TASK REQUIREMENTS:
Switch "glass window" to "window pane" throughout the listing below and reproduce every line, leaving everything else unchanged.

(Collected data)
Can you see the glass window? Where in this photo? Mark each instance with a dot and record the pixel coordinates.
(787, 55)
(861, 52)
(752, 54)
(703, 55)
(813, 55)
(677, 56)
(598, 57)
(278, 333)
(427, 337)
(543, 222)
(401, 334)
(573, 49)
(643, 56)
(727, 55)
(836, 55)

SOLVED EXERCISE:
Can you see the window pane? Where in this photo? Mark each instance with a dot and record the pixel coordinates.
(787, 55)
(861, 52)
(752, 54)
(703, 55)
(813, 55)
(677, 56)
(598, 57)
(278, 333)
(427, 337)
(543, 222)
(401, 334)
(573, 49)
(643, 56)
(727, 55)
(836, 55)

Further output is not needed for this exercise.